------ RECORDS TO USE
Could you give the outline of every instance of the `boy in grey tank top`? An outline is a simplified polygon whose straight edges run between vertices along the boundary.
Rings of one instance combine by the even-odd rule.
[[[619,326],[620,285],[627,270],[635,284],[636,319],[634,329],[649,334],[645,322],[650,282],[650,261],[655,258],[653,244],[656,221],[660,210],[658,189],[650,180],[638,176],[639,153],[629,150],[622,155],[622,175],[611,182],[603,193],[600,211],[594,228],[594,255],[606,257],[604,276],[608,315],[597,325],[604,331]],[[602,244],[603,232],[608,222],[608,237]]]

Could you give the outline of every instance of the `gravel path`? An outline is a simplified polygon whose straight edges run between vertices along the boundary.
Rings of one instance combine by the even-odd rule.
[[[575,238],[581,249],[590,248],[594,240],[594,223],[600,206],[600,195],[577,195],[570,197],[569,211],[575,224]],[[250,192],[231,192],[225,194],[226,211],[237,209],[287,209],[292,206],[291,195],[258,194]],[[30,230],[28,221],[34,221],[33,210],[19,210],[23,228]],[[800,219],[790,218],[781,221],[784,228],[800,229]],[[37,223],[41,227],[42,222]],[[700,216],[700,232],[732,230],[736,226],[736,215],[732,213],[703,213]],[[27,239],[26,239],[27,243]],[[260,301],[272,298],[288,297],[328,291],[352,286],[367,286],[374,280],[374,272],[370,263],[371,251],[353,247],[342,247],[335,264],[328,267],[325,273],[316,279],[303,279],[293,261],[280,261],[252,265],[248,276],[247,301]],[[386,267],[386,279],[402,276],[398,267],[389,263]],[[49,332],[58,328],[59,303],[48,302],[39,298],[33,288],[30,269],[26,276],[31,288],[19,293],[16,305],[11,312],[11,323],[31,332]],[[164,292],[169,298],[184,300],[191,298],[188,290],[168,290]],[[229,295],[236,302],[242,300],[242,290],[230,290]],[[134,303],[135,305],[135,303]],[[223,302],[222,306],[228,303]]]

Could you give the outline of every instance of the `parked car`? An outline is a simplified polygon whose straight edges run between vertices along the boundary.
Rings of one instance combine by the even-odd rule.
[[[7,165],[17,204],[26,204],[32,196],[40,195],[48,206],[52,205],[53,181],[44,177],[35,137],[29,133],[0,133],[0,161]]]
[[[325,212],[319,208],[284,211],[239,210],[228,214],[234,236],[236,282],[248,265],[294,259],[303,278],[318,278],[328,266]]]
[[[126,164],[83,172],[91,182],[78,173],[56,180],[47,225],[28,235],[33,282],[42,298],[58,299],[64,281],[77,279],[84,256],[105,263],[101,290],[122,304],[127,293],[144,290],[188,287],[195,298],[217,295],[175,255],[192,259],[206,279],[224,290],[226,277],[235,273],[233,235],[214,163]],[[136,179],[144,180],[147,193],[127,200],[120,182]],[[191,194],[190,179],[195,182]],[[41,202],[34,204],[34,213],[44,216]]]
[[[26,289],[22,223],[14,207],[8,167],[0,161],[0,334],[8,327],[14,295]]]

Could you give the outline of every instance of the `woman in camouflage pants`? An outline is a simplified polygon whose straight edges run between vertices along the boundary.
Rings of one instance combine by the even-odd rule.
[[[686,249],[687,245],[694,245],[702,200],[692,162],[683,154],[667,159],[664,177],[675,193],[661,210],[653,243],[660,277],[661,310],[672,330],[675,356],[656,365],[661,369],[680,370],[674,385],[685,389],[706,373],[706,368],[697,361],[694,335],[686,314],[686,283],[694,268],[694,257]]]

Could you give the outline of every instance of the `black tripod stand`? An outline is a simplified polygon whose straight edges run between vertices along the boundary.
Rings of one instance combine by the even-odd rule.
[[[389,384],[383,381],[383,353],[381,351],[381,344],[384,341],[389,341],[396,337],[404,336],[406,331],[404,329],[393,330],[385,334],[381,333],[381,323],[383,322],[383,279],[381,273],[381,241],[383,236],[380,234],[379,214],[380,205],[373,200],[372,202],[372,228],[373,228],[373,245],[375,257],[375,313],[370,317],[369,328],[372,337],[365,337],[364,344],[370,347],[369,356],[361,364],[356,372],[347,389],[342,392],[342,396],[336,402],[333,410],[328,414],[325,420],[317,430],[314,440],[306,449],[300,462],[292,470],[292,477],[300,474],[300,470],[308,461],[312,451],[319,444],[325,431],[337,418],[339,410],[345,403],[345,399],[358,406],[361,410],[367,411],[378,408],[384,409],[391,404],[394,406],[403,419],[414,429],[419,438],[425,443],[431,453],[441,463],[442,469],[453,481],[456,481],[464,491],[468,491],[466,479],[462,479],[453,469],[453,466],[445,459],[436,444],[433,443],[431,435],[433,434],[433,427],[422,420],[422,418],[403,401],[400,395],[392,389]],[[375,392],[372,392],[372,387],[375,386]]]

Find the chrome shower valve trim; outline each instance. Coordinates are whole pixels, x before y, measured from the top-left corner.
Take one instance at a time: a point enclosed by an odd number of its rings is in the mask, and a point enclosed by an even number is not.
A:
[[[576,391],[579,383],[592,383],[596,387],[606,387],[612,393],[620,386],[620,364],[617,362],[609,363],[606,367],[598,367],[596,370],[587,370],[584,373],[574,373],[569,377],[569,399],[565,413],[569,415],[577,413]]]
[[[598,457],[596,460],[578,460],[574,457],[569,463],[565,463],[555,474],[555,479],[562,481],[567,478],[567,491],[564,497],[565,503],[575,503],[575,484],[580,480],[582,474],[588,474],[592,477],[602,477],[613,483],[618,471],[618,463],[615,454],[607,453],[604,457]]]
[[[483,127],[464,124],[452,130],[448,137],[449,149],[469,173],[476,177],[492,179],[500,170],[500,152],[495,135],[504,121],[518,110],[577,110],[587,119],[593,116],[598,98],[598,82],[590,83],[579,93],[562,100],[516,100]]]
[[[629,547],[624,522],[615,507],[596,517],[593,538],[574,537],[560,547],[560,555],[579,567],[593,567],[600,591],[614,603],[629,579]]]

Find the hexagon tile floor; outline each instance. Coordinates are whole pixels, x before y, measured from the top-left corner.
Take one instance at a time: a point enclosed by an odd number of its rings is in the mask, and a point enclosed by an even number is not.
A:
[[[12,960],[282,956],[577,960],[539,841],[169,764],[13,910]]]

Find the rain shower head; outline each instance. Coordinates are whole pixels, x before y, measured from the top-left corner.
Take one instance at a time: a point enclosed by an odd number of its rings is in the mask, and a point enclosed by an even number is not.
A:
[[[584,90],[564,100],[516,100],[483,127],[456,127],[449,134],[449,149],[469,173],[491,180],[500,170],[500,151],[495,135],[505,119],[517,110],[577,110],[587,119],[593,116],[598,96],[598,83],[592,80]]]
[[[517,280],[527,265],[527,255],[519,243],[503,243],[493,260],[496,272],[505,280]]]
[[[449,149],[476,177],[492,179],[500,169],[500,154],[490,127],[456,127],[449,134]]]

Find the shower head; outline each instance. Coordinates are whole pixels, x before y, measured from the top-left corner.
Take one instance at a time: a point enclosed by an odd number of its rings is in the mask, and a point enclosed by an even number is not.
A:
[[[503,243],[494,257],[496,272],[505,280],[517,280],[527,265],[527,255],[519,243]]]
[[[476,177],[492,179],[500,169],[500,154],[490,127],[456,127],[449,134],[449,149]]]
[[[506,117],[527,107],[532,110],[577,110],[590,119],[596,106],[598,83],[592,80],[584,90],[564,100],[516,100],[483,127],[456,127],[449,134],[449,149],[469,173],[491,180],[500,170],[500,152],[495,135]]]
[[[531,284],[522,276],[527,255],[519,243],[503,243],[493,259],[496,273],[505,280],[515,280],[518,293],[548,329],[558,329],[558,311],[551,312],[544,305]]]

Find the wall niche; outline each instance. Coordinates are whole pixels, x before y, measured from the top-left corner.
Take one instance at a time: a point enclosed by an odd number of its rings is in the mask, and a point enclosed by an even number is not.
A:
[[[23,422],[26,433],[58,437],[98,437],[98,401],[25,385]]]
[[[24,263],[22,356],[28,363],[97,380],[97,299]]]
------------
• EXERCISE DESCRIPTION: Looking through the entries, count the lines that hold the word "Find" and state that count alone.

• COMPLETED EXERCISE: 5